**WHAT NEEDS TO BE DONE:** The data must be returned in full and exactly as given.

╭─ DATASET EXCERPTS

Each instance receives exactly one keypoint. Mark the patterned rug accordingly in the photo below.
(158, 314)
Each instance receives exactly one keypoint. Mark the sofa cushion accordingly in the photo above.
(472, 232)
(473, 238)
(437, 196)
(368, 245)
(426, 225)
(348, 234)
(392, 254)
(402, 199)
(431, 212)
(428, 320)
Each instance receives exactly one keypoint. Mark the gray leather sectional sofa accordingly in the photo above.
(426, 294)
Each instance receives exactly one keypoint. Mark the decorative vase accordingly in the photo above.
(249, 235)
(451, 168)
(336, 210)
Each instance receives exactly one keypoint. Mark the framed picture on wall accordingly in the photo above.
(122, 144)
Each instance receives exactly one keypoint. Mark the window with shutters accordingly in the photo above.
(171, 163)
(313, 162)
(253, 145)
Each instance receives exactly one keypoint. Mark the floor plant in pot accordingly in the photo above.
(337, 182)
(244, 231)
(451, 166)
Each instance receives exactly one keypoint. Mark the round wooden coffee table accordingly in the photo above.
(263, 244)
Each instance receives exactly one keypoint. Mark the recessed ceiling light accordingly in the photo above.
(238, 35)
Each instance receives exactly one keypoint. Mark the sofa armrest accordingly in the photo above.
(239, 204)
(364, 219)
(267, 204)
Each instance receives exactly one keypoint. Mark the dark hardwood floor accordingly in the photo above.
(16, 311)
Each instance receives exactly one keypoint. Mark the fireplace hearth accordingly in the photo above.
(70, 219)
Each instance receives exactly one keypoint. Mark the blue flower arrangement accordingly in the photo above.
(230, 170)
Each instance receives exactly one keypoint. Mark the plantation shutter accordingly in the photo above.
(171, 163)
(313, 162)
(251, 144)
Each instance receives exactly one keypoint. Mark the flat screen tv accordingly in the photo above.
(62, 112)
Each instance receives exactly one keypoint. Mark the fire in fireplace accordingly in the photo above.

╰─

**FINISHED EXERCISE:**
Each instance receives exactly one keypoint. Mark the patterned rug accordingly in the photo below.
(158, 314)
Each instance receives exactly one keypoint. Mark the sofa cushion accordingly in the photo above.
(472, 232)
(473, 238)
(437, 196)
(368, 245)
(426, 225)
(348, 234)
(392, 254)
(402, 199)
(431, 212)
(428, 320)
Each instance receives exactly one keypoint. Mark the gray leather sectional sofa accordingly in the photo above.
(426, 294)
Each instance receives exactly one keypoint. Mark the decorative vase accordingly in the photo above.
(249, 235)
(451, 168)
(336, 210)
Each instance receives exactly one keypoint. Mark the framed picture on wall accordingly in the photo above.
(122, 144)
Each instance receives exactly one keypoint. Mark the window with shutters accordingly in the photo above.
(171, 163)
(313, 162)
(253, 145)
Each instance receives exactly one keypoint. Mark the floor plant in pot accordingly in the photo above.
(337, 182)
(244, 231)
(451, 166)
Each instance receives exactly one keypoint. Mark the round wooden coffee table accordingly in the photo above.
(263, 244)
Each instance receives exactly one keypoint. Mark the recessed ceiling light accordingly in the photo above.
(238, 35)
Each instance receives exactly one keypoint. Mark the sofa armrest accordingly in the photo above.
(239, 204)
(364, 219)
(267, 204)
Each instance receives exactly one keypoint. Mark the dark hardwood floor accordingly in the photo above.
(16, 311)
Each instance receives exactly one keypoint. Mark the fireplace hearth accordingly in the photo above.
(70, 219)
Each instance receives exactly one keypoint. Mark the blue flower arrangement accordingly in the photo above.
(230, 170)
Each instance receives exactly one keypoint. Mark the plantation shutter accordingly in the photo above.
(171, 163)
(313, 162)
(251, 144)
Each instance receives exactly one keypoint. Mark the flat screen tv accordingly in the photo above.
(62, 112)
Each instance receives exactly one keypoint. Mark the fire in fireplace accordingly in the photo above.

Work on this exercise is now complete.